> **OPDRACHT**
Beantwoord de volgende vragen over de tekst over de rit met de Lijntaxi.
1. Wat voor winkel ligt er in Vuilendam op het kruispunt?
2. Aan welke straat ligt de kerk van Ottoland?
3. Hoeveel passagiers pakt de bus op tijdens de slinger via Goudriaan?

> **GEKOZEN TEKST**
Een halte verder zien we een andere student uit een auto stappen en haastig overstappen op de Lijntaxi, die hij met woeste armgebaren heeft laten stoppen. ‘Die bus was echt moeilijk laat’, zegt hij tegen zijn dorpsgenoot. ‘Ik had al ander vervoer gecharterd, maar daar kwam ‘ie nog’.

In Vuilendam, alweer een miniem buurtschapje, rijden we op een rijwielwinkel af. Die ligt hier op het kruispunt der windstreken, net als het huisje van Oma Tingeling uit de kinderserie ‘Mik en Mak’ die op de tv was toen ik de leeftijd had voor kinderseries. Dat huisje werd begeerd door een infame projectontwikkelaar, mister Humdrum, die een winkel wilde beginnen op deze a-locatie. Uiteindelijk heeft hij het toch nog in handen weten te krijgen, zo te zien. Maar ik had er dan iets anders in gevestigd dan een fietsenwinkel, meer iets wat je elke dag nodig hebt, zo ver uit de buurt van een winkelcentrum.

Vanuit de bus fotografeer ik de kerk van Ottoland. Die ligt aan de A, dus met recht op een a-locatie. De andere straat van het dorp heet: B, de ultieme b-weg.

Noordeloos staat nu aangekondigd op de wegwijzers, maar wij maken nog een slinger via Goudriaan. De bus pakt nog 3 passagiers op, waarmee hij nu al voor ¾ gevuld is. Iedereen kent iedereen. Ik luister naar de gesprekken. De studenten bespreken de voordelen van ’s middags college (niet vroeg hoeven opstaan) en de nadelen (‘je bent pas om vijf uur uit’). De n’en worden hier al lichtelijk ingeslikt; we zitten echt in het verre oosten van Zuid-Holland.

Veiligheidsriemen zijn verplicht in een Lijntaxi, maar ze zijn niet echt nodig: deze rijdt wat rustiger dan die ik in 2001 nam. Niemand heeft hem ook om, die riem.

Nu rijden we dan toch Noordeloos binnen, via een smal asfaltlaantje langs weiland, waar ik ook nog geen twee grote bussen elkaar zie passeren. ‘Mag ik deze halte?’, vraag ik, waarop nooit geantwoord wordt: ‘Ja hoor, ruk hem maar uit de grond!’. Bij deze in Noordeloos hadden ze het al geprobeerd; hij staat scheef. KRAAK!, de deur van de achttax zit klem tegen het verhoogde perron van de bushalte. Ik wring me door de kleine opening; goed dat ik niet tot de 30% Nederlanders met overgewicht hoor. De deur is gelukkig niet ontzet, en gaat krakend en slechts licht beschadigd dicht; het busje rijdt verder. Zulk OV: beter dan niks, meer kun je er niet van zeggen.

> **AANGELEVERDE GEGEVENS**

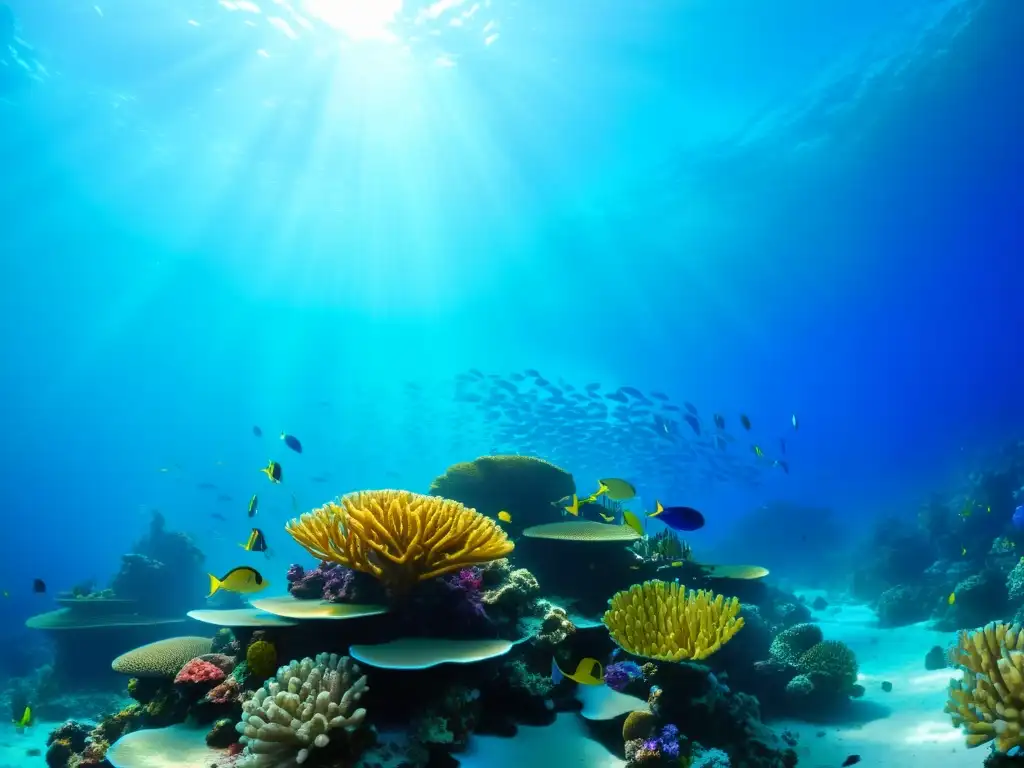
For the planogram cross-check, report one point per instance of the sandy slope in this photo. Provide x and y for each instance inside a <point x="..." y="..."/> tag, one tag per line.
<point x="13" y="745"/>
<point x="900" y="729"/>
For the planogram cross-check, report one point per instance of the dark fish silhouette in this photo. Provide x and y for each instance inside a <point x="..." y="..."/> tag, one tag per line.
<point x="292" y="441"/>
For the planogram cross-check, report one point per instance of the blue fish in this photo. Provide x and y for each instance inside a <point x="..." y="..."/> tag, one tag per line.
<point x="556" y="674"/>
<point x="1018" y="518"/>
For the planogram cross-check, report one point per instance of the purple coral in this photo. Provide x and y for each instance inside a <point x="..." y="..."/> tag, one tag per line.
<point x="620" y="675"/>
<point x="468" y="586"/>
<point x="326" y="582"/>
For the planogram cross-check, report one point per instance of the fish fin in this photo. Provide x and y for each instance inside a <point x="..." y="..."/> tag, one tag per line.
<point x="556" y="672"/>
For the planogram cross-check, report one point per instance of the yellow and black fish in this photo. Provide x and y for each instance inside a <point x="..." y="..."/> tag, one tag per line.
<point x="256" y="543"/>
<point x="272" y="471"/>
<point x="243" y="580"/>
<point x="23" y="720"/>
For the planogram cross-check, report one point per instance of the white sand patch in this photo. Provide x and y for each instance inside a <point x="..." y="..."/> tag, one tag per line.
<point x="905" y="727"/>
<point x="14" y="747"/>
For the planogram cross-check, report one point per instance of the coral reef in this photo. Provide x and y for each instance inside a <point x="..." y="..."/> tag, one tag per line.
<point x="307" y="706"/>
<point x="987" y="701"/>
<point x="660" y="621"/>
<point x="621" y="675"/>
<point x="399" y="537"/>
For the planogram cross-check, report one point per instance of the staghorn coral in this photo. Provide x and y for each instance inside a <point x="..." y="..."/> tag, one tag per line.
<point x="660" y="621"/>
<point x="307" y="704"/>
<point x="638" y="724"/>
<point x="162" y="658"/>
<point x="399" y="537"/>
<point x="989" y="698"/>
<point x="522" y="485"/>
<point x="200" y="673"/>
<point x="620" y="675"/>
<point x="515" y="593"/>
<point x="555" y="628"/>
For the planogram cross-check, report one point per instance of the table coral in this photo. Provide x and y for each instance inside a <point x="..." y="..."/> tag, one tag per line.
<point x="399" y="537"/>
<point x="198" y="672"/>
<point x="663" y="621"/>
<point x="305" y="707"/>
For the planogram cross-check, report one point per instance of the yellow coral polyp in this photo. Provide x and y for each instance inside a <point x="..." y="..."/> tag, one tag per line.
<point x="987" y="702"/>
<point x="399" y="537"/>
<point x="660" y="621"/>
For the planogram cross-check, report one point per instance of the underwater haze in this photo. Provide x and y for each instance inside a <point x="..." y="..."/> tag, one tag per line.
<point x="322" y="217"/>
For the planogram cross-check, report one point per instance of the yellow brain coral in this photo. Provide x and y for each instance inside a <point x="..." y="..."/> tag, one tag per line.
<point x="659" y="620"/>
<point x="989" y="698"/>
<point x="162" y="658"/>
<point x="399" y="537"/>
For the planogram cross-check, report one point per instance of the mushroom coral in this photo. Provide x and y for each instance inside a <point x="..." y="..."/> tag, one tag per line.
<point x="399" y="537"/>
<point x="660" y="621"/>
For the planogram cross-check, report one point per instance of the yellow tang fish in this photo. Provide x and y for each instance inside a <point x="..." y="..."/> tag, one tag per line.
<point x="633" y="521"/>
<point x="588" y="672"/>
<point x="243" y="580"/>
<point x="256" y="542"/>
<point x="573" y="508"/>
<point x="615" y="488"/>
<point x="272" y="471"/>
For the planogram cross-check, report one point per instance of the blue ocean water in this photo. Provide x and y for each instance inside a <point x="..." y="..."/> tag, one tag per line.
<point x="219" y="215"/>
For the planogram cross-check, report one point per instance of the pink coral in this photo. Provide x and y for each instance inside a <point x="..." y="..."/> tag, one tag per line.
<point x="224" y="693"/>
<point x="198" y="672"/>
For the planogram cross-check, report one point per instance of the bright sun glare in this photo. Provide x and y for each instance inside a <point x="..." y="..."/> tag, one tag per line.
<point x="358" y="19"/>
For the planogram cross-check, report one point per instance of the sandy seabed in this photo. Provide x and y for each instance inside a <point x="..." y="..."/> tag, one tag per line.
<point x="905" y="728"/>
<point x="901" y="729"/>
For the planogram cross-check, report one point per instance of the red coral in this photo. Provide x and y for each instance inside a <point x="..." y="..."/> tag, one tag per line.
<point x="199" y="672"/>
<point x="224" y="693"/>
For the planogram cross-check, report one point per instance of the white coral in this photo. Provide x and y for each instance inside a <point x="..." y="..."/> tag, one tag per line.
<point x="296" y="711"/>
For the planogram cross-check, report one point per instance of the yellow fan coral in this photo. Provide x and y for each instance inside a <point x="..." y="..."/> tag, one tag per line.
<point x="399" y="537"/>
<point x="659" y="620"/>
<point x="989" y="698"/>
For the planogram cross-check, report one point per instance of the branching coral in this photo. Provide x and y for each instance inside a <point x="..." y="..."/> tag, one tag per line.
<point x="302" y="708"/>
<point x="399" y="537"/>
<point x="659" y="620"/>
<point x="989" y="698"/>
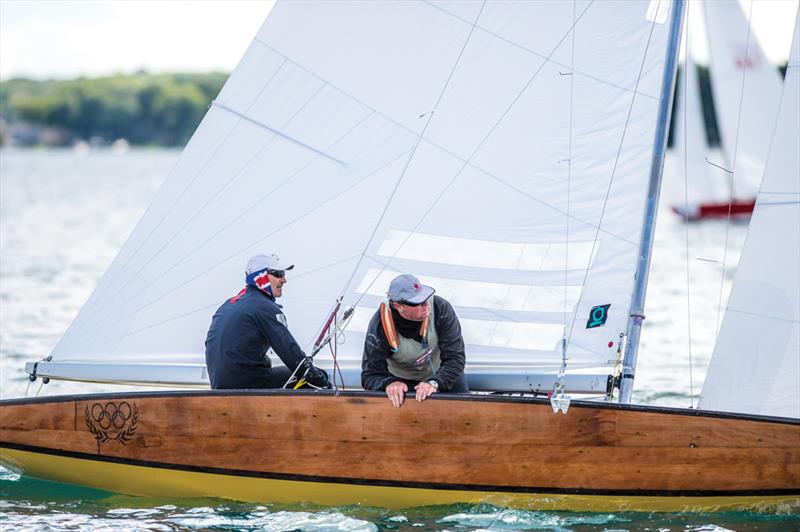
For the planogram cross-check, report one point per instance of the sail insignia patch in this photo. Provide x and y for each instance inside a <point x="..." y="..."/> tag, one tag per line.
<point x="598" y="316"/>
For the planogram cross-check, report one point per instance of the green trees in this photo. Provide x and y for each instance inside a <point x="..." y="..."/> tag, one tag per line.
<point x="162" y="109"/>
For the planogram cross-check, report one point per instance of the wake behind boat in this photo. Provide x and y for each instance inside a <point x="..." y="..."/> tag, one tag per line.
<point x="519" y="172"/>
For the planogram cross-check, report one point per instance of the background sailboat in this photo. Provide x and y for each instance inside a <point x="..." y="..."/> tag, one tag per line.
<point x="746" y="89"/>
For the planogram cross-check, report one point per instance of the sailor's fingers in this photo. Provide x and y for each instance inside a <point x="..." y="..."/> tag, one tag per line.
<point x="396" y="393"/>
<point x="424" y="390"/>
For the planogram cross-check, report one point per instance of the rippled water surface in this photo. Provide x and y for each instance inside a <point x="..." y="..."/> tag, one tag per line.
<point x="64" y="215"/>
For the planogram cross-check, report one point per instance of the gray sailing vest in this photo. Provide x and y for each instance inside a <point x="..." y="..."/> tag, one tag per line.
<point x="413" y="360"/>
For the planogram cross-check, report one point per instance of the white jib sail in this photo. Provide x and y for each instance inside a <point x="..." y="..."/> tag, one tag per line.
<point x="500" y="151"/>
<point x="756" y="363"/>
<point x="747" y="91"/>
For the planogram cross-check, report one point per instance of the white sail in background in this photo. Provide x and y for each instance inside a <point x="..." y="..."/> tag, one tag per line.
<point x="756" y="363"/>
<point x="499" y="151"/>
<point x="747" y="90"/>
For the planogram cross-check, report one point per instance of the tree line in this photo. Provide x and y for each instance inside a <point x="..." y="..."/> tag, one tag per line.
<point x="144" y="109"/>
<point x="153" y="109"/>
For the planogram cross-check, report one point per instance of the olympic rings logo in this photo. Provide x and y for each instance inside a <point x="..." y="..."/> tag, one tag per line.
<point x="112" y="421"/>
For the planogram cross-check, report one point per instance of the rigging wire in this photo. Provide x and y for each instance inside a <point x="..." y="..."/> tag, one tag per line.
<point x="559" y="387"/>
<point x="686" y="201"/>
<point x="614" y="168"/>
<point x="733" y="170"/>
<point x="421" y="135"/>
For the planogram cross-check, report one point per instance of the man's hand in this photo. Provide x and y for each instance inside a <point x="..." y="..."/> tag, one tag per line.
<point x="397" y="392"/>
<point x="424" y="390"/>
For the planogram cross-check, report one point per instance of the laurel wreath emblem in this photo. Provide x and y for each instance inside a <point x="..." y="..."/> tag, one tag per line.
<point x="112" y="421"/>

---

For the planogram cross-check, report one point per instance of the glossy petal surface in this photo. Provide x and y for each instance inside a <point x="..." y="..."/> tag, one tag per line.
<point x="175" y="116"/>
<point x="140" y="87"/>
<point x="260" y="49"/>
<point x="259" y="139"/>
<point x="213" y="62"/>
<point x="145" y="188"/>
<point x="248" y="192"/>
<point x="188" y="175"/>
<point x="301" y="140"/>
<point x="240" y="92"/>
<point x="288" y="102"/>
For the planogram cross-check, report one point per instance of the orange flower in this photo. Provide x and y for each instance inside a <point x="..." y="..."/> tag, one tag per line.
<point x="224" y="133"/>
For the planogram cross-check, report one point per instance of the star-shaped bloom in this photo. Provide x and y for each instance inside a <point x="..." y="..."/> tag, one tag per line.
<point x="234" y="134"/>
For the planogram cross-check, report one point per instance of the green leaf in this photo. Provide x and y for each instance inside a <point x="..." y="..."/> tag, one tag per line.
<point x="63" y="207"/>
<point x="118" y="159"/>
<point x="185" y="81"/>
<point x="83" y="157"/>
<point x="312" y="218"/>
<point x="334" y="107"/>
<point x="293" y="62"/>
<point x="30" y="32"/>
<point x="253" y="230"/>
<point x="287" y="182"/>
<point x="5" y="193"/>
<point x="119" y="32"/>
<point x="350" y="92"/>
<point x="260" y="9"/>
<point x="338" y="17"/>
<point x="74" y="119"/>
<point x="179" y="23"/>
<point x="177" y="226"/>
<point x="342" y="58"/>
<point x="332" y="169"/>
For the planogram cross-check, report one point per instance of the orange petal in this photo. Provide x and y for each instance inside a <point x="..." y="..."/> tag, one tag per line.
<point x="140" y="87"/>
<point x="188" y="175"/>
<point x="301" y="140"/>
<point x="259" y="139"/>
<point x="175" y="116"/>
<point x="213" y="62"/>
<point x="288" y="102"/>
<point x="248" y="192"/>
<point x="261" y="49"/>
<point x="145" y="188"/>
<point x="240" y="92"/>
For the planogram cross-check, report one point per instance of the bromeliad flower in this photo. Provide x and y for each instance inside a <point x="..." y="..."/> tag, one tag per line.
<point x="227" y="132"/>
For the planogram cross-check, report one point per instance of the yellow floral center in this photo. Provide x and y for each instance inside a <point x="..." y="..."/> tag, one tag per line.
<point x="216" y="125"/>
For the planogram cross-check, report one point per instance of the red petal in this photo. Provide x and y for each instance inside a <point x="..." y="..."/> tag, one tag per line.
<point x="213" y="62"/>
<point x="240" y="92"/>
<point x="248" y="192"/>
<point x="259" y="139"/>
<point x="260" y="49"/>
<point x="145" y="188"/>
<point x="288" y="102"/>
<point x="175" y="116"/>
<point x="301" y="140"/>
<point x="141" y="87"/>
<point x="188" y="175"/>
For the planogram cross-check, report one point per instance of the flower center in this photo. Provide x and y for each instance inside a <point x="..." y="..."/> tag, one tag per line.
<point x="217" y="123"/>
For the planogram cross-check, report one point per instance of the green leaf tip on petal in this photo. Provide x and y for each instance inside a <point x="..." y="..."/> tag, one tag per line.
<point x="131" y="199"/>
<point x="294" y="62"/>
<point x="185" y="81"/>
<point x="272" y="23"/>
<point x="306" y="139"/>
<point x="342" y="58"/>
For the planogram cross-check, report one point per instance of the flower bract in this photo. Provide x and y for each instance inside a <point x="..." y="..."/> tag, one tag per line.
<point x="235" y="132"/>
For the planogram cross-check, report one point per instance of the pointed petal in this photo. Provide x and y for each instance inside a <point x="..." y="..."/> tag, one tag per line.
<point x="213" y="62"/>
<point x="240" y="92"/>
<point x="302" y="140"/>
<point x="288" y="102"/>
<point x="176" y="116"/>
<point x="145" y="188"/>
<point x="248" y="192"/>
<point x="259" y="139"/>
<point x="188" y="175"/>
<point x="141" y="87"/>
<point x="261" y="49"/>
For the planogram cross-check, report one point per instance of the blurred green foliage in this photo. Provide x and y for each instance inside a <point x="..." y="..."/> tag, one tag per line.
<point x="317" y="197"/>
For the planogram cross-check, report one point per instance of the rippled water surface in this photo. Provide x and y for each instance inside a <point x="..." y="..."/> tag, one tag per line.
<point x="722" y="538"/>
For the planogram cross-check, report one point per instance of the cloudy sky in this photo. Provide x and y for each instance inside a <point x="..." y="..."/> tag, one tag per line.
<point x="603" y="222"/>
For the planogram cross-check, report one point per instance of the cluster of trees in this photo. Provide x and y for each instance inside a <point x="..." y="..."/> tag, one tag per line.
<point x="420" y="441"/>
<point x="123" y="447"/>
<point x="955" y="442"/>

...

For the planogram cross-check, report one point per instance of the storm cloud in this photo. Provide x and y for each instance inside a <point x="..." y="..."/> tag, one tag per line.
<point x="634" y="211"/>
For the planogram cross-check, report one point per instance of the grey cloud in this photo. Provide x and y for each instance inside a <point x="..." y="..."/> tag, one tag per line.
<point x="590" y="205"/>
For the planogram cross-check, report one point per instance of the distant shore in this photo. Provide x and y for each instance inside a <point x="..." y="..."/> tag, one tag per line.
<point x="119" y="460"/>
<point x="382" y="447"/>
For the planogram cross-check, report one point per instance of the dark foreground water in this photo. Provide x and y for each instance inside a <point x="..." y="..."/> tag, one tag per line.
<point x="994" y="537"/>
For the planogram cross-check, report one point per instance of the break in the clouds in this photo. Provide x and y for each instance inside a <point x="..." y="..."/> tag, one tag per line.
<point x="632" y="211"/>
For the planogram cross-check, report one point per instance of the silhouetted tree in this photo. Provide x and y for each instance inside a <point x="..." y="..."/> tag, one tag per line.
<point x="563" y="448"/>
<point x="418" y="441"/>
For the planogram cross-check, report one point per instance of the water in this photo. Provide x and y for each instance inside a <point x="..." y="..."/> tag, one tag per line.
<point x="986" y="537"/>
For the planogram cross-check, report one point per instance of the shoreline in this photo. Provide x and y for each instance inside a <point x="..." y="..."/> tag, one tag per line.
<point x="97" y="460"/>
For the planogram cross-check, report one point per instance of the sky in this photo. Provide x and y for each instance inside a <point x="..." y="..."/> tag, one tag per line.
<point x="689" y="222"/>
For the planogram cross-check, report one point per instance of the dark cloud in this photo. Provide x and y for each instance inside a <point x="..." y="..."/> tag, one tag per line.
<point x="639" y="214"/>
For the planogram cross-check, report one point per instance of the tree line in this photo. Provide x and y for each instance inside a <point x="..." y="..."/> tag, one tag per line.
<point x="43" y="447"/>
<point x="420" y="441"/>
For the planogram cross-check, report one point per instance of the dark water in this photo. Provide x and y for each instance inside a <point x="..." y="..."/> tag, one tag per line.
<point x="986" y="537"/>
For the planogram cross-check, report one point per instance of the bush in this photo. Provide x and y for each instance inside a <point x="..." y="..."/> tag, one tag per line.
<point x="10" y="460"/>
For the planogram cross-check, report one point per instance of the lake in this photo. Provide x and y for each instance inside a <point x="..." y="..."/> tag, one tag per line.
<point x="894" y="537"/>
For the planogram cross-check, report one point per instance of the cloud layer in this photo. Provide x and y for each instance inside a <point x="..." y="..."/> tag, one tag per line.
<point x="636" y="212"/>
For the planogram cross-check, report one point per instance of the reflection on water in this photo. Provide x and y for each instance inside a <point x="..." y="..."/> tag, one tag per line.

> **UITWERKING**
1. Een rijwielwinkel.
2. Aan de A.
3. Drie passagiers.